──────── DATA LISTING

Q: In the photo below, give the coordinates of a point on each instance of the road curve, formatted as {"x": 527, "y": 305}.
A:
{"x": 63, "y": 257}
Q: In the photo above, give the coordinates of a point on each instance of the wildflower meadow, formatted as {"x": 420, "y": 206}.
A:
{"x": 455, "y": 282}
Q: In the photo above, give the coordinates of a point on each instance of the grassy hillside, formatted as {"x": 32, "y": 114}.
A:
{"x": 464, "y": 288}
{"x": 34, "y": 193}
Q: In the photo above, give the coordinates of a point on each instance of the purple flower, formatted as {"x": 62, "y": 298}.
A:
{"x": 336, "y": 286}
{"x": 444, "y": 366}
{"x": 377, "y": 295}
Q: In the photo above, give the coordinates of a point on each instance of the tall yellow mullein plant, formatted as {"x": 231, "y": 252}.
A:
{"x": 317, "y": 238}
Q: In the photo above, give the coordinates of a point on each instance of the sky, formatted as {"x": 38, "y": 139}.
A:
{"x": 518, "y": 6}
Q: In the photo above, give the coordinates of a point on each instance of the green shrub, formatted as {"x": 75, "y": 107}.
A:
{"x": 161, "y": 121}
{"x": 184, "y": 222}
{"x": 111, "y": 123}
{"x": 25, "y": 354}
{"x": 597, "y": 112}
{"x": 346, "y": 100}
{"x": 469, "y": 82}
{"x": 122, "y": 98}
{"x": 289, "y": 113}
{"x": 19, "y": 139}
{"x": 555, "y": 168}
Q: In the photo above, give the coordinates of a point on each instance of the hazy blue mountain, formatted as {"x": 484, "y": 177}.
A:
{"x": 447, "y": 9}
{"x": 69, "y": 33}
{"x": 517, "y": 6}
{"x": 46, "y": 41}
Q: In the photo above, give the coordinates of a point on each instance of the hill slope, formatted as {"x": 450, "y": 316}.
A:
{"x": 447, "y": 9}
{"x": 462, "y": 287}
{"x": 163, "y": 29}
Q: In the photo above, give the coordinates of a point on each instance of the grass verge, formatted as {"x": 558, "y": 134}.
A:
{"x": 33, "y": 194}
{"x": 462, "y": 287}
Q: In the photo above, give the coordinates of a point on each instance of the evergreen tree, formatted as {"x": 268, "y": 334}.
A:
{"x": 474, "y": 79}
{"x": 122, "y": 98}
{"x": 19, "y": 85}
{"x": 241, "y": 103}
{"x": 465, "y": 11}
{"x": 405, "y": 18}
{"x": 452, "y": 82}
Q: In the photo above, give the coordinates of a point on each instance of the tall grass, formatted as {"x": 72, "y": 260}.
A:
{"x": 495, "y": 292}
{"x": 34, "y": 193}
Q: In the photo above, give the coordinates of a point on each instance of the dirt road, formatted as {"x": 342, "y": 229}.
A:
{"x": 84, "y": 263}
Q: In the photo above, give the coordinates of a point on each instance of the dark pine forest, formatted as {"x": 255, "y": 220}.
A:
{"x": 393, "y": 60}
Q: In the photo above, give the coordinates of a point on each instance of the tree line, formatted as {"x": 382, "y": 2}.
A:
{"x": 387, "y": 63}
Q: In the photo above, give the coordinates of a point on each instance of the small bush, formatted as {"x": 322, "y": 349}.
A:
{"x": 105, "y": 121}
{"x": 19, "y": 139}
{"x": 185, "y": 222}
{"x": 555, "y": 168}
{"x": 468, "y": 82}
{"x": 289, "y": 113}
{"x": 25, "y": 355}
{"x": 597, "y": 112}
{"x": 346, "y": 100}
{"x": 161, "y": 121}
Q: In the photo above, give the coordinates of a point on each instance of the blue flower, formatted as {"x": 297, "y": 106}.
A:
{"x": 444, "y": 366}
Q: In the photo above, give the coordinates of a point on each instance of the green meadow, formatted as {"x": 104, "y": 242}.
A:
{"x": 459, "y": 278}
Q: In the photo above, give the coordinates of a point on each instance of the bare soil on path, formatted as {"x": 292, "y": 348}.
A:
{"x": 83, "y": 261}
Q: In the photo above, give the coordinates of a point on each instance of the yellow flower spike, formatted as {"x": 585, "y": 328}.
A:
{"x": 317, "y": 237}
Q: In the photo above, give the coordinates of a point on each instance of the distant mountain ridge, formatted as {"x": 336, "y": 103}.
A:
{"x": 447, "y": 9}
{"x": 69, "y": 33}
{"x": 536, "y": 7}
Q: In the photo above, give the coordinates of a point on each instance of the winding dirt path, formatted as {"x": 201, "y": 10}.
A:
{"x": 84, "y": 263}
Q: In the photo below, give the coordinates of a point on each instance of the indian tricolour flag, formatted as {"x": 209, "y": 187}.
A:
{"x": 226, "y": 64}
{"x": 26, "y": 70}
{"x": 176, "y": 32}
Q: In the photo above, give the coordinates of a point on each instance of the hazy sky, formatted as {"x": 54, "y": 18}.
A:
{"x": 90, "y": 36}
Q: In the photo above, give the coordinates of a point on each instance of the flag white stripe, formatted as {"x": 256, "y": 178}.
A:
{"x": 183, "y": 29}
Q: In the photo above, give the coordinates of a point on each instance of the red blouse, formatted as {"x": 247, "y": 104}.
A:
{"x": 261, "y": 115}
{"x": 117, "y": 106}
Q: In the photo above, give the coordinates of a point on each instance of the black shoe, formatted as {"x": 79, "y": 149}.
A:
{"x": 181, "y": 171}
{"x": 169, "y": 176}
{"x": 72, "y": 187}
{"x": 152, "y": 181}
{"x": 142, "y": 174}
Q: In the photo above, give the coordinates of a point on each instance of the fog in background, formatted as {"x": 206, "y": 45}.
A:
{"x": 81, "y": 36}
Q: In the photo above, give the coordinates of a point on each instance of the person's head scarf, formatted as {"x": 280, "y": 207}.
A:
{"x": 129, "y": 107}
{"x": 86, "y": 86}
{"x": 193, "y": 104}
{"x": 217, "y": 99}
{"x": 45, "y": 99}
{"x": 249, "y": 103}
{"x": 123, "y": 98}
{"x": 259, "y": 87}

────────────────

# [WORK TO BE COMPLETED]
Show every line of the data that includes the string "tall".

# [OUTPUT FOR THIS EXERCISE]
Q: In the photo above, give the coordinates of a point on each instance of the tall yellow mullein plant, formatted as {"x": 231, "y": 252}.
Q: In the photo above, give the coordinates of a point on each instance of the tall grass, formatted as {"x": 72, "y": 260}.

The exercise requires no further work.